## GIVEN TEXT
□ □ □ □ □
The art club showed us a selection of their paintings. There was a discussion of the relative merits of different paint media. Most of the paintings had been made using acrylic paint, which could be built up in layers and modified as needed, but there were also some beautiful watercolours. We learned that watercolour is an unforgiving medium which is difficult to modify once painted, so it was a bold choice. There were some very impressive works by beginners. There was an interesting discussion about how cropping is judged differently for photographic works and paintings. Photographic judges tend to be more critical of parts of objects being cropped out (especially if the cropping looks accidental).

It was great to be able to meet and chat with art club members again after such a long wait. We finished the evening with some tea and biscuits and a closer view of the works presented. We were limited by the early closing time at Fisherrow, but a big “thank you” to our janitor for his help and understanding at the end.

17 March 2022 (Charles Everitt: Water of Leith: Nature’s Course)

This week we were delighted to welcome Charles Everitt to the Fisherrow Centre to give us a face-to-face talk on one of his passions: exploring and photographing nature along the Water of Leith in Edinburgh. Charles is a retired police officer who has been a photographer for 30 years and now sits as a trustee on the Water of Leith Conservation Trust. The talk is based on Charles’ book “Water of Leith: Nature’s Course”, published in 2011. Charles was named Scottish Nature Photographer of the Year in 2020 and has contributed to the Wild Nature Diary & Calendar. You can find more of Charles’ work on his web site:


Charles began by introducing us to the Water of Leith, from its source in the Pentland Hills, through Colinton Dell, Longstone, Saughton Park, Murrayfield, Dean Village, Stockbridge, and finally Leith docks. He showed us images of the landmarks, wildlife and wildflowers he photographed along the way. Then he introduced us to some more abstract works: special effects created by the light reflected from the water, patterns created by frost and frozen leaves, jumbles of shapes created by the leaf litter. Street lighting, flowers or foliage reflected in the water can create some strong colours. Next he showed us tranquil photographs of the river, with the movement in the water emphasised by a long exposure. Charles finds a 1/8th second exposure shot is usually the best compromise, but he also uses 0.6s and 1.6s for a more blurry effect. He looks like places where the white water can form a line which helps create a lead-in for the viewer. A popular combination is “leaf, stone and water”, where a coloured leaf is placed on a stone in the middle of a stream of running water.

Charles explained how modern equipment has changed the nature of photography. In the past it took a lot of skill to capture a sharp and focussed image of, say, a bird in flight. But now a good camera will tend to do this for you, and everyone can take sharp photographs of birds in flight. To stand out, your photographs need to provide something extra. The emphasis is now on what the picture shows and what story it tells. When he is in a new situation, or is running out of ideas, Charles challenges himself to tell the story of his situation in 6 pictures. One example is “Winter’s Toll”, his series of 6 pictures showing dying vegetation. Another example is the 6 images he took while sheltering under the bridge at Murrayfield, showing the texture of the brickwork, the reflections in the water and the soot revealing evidence of a past railway.
□ □ □ □ □
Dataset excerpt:
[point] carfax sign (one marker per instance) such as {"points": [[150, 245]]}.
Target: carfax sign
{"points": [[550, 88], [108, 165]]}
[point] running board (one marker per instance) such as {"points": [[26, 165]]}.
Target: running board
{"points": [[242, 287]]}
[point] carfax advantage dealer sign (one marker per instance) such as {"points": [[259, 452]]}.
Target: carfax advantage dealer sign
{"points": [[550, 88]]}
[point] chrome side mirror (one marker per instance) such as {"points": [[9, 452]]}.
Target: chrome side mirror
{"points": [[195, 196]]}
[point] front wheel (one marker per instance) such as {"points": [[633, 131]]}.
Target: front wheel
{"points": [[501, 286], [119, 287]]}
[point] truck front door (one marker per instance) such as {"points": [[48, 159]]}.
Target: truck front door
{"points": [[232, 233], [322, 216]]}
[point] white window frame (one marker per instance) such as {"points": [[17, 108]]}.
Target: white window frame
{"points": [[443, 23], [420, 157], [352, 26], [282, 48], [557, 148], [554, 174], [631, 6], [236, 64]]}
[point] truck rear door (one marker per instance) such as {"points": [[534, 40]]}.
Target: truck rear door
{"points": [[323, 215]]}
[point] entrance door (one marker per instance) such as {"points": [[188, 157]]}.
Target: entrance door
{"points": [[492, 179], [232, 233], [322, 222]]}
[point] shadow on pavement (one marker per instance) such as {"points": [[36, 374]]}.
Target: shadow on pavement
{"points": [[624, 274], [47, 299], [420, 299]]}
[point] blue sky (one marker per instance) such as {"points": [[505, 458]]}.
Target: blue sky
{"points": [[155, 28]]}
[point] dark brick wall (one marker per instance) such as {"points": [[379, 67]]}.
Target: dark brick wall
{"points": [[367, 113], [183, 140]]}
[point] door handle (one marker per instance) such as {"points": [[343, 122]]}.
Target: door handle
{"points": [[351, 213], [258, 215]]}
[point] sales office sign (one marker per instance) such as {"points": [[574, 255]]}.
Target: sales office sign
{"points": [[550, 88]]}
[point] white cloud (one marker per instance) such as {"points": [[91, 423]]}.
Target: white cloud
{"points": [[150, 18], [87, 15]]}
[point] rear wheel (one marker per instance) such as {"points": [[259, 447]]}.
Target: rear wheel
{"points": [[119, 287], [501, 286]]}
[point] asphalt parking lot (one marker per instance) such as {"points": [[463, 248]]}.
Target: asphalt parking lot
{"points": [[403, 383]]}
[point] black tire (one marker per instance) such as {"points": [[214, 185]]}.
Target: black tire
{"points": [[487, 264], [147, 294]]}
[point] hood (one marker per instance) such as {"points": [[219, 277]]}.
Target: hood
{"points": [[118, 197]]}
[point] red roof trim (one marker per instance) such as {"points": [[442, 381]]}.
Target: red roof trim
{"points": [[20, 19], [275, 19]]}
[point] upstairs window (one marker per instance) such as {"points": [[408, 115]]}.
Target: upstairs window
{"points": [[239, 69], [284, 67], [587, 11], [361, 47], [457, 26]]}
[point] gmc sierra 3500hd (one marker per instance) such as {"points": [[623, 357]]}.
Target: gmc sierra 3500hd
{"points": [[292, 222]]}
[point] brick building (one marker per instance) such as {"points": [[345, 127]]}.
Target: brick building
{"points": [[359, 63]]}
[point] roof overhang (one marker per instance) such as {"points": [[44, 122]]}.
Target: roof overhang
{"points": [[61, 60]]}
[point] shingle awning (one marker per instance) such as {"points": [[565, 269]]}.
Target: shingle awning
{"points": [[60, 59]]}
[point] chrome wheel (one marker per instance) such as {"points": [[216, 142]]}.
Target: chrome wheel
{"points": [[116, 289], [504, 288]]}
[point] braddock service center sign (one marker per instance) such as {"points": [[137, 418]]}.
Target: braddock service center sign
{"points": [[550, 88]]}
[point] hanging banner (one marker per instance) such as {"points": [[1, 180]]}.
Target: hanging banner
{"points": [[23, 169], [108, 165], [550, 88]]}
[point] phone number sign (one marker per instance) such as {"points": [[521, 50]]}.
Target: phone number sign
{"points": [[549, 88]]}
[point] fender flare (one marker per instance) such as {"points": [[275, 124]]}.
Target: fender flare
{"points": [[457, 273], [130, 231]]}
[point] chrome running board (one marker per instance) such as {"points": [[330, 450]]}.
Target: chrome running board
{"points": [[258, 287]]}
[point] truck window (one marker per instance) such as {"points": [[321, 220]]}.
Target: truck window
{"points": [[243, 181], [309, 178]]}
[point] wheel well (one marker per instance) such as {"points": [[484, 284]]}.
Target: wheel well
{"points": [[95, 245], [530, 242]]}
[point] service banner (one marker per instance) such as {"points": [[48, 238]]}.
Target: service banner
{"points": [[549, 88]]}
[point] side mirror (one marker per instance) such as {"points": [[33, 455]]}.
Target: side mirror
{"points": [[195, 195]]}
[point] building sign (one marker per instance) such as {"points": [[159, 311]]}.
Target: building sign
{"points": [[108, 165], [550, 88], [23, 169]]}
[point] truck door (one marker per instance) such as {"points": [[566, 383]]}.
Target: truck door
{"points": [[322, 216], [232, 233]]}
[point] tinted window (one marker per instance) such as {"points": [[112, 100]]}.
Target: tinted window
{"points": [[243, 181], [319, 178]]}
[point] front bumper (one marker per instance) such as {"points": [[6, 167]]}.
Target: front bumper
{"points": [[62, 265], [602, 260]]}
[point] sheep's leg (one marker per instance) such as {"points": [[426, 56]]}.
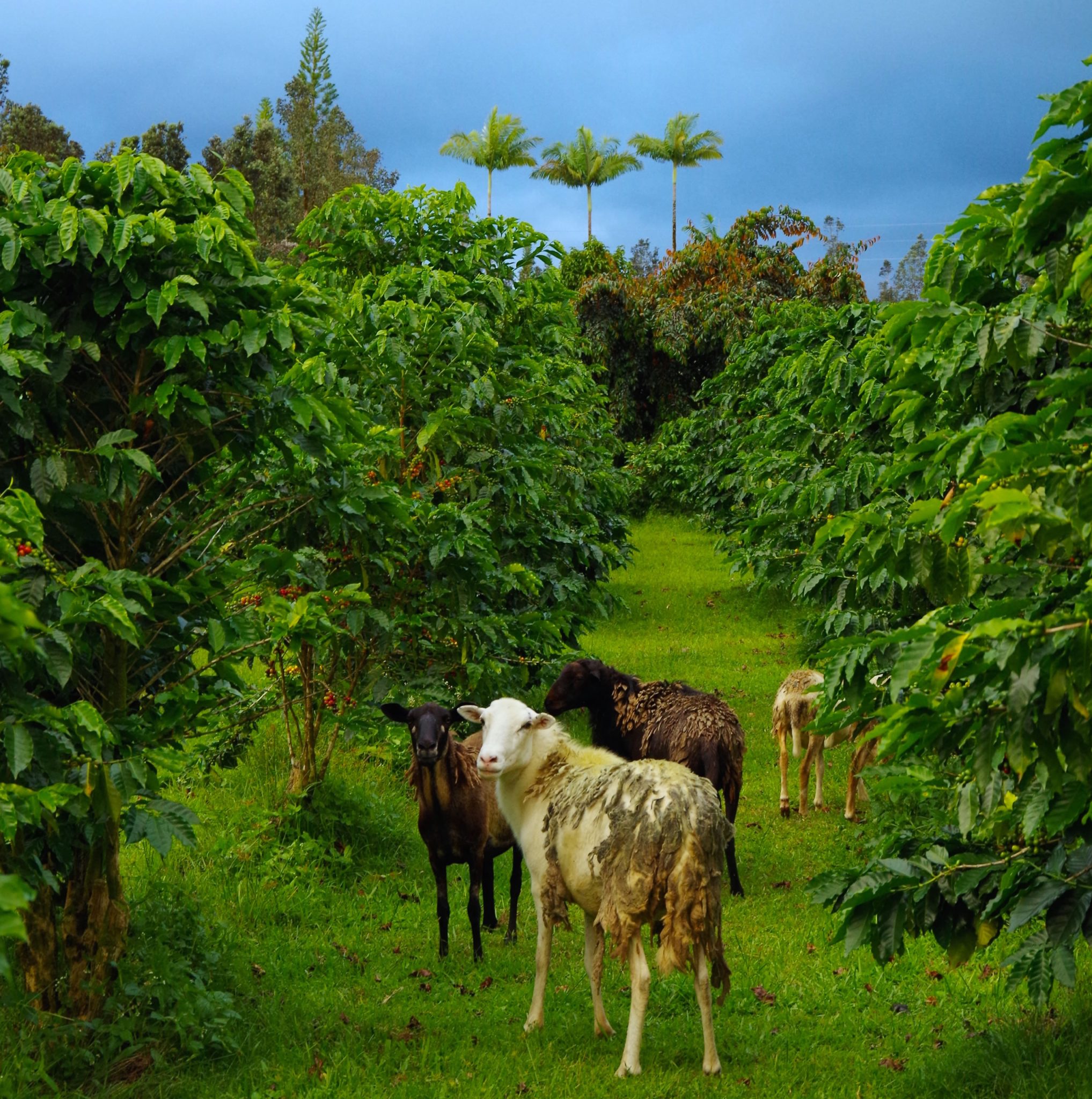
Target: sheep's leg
{"points": [[731, 807], [516, 884], [711, 1063], [783, 760], [474, 905], [443, 911], [820, 772], [593, 965], [536, 1016], [815, 746], [864, 757], [640, 981], [488, 905]]}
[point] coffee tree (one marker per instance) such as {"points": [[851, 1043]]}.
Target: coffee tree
{"points": [[486, 427], [144, 352], [941, 454]]}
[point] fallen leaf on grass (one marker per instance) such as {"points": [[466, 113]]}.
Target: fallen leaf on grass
{"points": [[350, 955]]}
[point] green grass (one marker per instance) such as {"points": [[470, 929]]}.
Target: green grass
{"points": [[324, 1023]]}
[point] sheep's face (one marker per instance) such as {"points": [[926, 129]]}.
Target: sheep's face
{"points": [[578, 685], [430, 726], [508, 735]]}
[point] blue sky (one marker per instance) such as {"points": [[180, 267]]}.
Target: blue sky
{"points": [[891, 116]]}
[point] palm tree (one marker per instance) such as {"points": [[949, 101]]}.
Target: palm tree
{"points": [[683, 148], [501, 143], [583, 163]]}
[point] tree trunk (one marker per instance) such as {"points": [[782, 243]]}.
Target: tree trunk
{"points": [[304, 768], [38, 956], [95, 925], [675, 176]]}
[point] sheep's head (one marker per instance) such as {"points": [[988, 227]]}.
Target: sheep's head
{"points": [[508, 734], [429, 728], [579, 684]]}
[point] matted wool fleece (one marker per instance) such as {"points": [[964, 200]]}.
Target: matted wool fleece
{"points": [[663, 856]]}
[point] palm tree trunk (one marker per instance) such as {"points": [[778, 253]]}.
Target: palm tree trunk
{"points": [[675, 176]]}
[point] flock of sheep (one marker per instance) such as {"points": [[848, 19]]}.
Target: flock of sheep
{"points": [[631, 829]]}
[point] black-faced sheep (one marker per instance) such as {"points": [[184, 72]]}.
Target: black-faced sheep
{"points": [[794, 710], [457, 817], [659, 721], [631, 843]]}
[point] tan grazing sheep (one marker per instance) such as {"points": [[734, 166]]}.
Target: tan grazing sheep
{"points": [[794, 710], [631, 843]]}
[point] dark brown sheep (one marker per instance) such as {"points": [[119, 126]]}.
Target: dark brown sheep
{"points": [[659, 721], [457, 816]]}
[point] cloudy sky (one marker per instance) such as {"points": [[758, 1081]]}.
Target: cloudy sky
{"points": [[889, 115]]}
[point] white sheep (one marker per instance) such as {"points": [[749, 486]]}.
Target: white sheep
{"points": [[794, 710], [631, 843]]}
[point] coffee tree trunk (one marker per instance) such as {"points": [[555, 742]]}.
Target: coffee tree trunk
{"points": [[38, 956], [95, 925]]}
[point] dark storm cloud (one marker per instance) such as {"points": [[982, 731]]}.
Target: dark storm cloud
{"points": [[891, 116]]}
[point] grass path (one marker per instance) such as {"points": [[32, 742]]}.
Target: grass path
{"points": [[324, 944]]}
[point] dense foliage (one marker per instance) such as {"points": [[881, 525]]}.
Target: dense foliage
{"points": [[400, 475], [661, 336], [943, 450], [489, 427], [143, 352]]}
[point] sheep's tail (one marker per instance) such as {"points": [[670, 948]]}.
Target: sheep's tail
{"points": [[783, 726], [693, 905]]}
□ □ □ □ □
## REQUESTS
1. Rewrite the paragraph of the club report that begins "Charles explained how modern equipment" as a shorter bulleted list that keeps its main facts.
2. In the club report, what title was Charles named in 2020?
3. Write the next part of the club report, starting after its last sentence.

## EXERCISE RESPONSES
1.
- Modern equipment has changed the nature of photography.
- Capturing a sharp, focused image of a bird in flight once took great skill, but a good camera now tends to do it for you.
- Because everyone can take such shots, photographs need something extra to stand out: the emphasis is now on what the picture shows and what story it tells.
- In a new situation, or when running out of ideas, Charles challenges himself to tell the story of his situation in 6 pictures.
- One example is "Winter's Toll," a series of 6 pictures of dying vegetation.
- Another is a set of 6 images taken while sheltering under the bridge at Murrayfield, showing the texture of the brickwork, reflections in the water, and soot revealing evidence of a past railway.

2. Scottish Nature Photographer of the Year.

3.
Charles ended his presentation with his photographs of the Gormley statues. He showed how the statues could be made to look very different using different photographic techniques. Tranquil shots of the statues gazing up the water (with the background foliage cleverly blurred using a long exposure shot on a windy day). Close-up portraits of the statues. Night shots of the statues lit by a coloured torch. Finally, there were some low-key black and white photographs which looked like scenes from a horror or science fiction movie.

Thank you, Charles, for visiting and entertaining us with a fascinating talk.

03 March 2022 (David Clapp: Landscape and Travel Photography)

On 3rd March 2022 we joined Beeslack Penicuik Camera Club for a joint session by Zoom, which once again let us to connect with a photographer from further afield. This time we were joined by David Clapp, a successful travel and landscape photographer from Newton Abbot, England. David said he started photography in 2002/2003, at first capturing images on film before moving on to digital photography. He started as a guitar teacher but his interest in photography lead to a career as a full-time professional in 2009. He has contributed travel photographs to guide books and stock photos to Getty Images. David explained that he doesn’t like the “instant gratification” aspect of social media. He prefers people to take more time and enjoy photography as an artform. You can see and enjoy David’s images one his website or his teaching page:



David began by showing us a trick he uses to select the best compositions from a vista. If he finds himself looking at a panoramic landscape he takes a series of, say 7, overlapping shots in portrait mode and then blends them into a large panorama. He can then crop out smaller compositions from this large image. Shooting in portrait mode means you don’t lose resolution when extracting portrait-format subsets. David suggested that the best way to progress in photography is to take risks. Take photographs that mean something to you, rather than photographs designed to please your peers. David took a risk when he converted one of his cameras to infrared photography, but it paid off. He showed us some stunning images of gnarled trees photographed around Dartmoor. The shots looked like snow scenes, but were in fact taken on a misty summer day with the infrared-converted camera.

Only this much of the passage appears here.